SELECTED EXTRACT |

On April 6, 2023, the Supreme Court of Canada dismissed the Cambie Surgeries Corporation’s appeal, putting an end to a 14-year-long legal saga that threatened to undermine our nation’s public health care system and its core principle: that access to medical care must be based on need, not one’s ability to pay.
The corporation and its CEO, Dr. Brian Day, aimed to overturn three key provisions of BC’s Medicare Protection Act (MPA), which they argued violated the charter rights of patients waiting for care. In 2020, after four years of submissions and consideration, this claim was rejected by the BC Supreme Court, and again by the BC Court of Appeal in 2022.
Doctors in BC have always had the option to not enrol in the provincial plan (MSP). Non-enrolled physicians in BC can charge patients out of pocket (even for services and procedures that would normally be covered under the public plan) so long as those services are not provided in a hospital or community care facility. But for many years, enrolled doctors working at Cambie Surgeries Corporation contravened BC’s law by billing both the province and their patients.
Crucially, BC’s MPA mirrors the Canada Health Act (CHA), which has its own provisions guaranteeing accessibility to services without user charges or extra billing. If Cambie had succeeded, it’s unclear what the effect could have been on the CHA, including whether it would have been enforceable anywhere else in Canada.

RAW DATA |
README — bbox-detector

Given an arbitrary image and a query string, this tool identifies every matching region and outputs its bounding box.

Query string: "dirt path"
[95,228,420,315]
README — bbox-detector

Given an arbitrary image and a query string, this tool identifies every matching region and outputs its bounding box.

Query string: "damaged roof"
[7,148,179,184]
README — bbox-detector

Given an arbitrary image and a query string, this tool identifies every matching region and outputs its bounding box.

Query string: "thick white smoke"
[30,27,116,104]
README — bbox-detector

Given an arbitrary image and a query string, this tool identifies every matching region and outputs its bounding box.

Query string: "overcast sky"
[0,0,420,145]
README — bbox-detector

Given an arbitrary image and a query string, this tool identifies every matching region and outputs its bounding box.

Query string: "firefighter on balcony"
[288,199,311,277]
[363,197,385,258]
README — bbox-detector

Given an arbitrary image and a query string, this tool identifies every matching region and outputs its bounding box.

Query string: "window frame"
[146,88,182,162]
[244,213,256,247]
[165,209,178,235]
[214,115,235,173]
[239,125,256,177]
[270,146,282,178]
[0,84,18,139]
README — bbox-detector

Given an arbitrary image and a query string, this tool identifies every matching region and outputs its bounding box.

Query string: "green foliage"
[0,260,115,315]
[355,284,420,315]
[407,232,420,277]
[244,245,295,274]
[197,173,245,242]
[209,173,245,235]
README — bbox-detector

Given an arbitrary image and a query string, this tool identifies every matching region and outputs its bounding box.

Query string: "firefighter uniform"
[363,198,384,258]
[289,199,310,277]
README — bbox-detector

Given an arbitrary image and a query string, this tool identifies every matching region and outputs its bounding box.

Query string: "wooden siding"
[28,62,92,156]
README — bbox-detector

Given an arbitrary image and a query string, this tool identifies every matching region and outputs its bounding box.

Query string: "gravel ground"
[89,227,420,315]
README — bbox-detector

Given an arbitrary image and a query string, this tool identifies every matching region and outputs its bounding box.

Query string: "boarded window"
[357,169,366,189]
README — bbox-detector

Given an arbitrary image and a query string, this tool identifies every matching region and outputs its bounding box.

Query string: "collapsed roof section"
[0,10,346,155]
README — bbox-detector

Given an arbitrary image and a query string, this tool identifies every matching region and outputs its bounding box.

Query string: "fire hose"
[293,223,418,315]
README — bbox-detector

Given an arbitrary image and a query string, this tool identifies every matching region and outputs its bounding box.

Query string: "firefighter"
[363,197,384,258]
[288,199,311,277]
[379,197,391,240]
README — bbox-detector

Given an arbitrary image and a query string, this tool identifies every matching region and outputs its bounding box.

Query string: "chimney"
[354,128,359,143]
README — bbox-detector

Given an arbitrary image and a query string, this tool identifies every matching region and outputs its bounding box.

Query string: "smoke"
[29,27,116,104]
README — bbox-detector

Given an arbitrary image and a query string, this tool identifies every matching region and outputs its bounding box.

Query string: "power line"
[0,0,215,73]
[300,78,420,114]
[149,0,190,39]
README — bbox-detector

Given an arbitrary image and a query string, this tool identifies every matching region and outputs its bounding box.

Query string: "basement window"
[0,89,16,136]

APPLY WHAT YOU READ |
A. Translate this sentence from the piece on the Cambie Surgeries ruling into French: "Doctors in BC have always had the option to not enrol in the provincial plan (MSP)."
B. Extend the piece on the Cambie Surgeries ruling with a further paragraph that follows on from its last sentence.

RESULTS FOR THE EXERCISE |
A. En Colombie-Britannique, les médecins ont toujours eu la possibilité de ne pas adhérer au régime provincial (MSP).

B.
Some have argued that the Supreme Court of Canada should have weighed in on what they perceive to be an area of unsettled constitutional law, pointing to the divided bench that struck down Quebec’s prohibition on private duplicative health insurance (but only for selected services already covered by public plans) in the 2005 case of Chaoulli v. Québec.
Yet, Cambie sought to go well beyond Chaoulli by also attempting to overturn laws prohibiting physician dual practice (so physicians could bill both patients and/or the province for the same medical services) and extra billing (so doctors could charge patients more than what the provincial plan pays).
Allowing both would have created strong incentives for a parallel profit-driven health care system, catering to those who could afford to pay to jump the queue. Research has consistently shown that health systems that rely more on private pay result in health care that is more expensive, of lower quality, inaccessible, and inequitable. As BC’s lower courts were found, private pay does more harm than good.
Take Australia as an example, which created a parallel private payment system in 1997. When comparing cataract surgeries, coronary bypass surgeries, and hip and knee replacements, Australians still wait longer than Canadians across the board. And those in the publicly funded system waited twice as long as those who paid privately.
Justice John J. Steeves, the BC trial judge in the Cambie case, sets out these reasons clearly in his 2020 decision: “The introduction of duplicative private health care would increase demand for public care, reduce the capacity of the public system to offer medical care, increase the public system’s costs, create perverse incentives for physicians, increase the risk of ethical lapses related to conflicts between the private and public practices of physicians, undermine political support for the public system, and exacerbate inequity in access to medically necessary care […] Indeed, it would create a second tier of preferential health care where access is contingent on a person’s ability to pay.”
Rather than allowing unfair access to care, let’s refocus on public solutions that will actually reduce waiting times for all and overcome the challenges facing our health care system.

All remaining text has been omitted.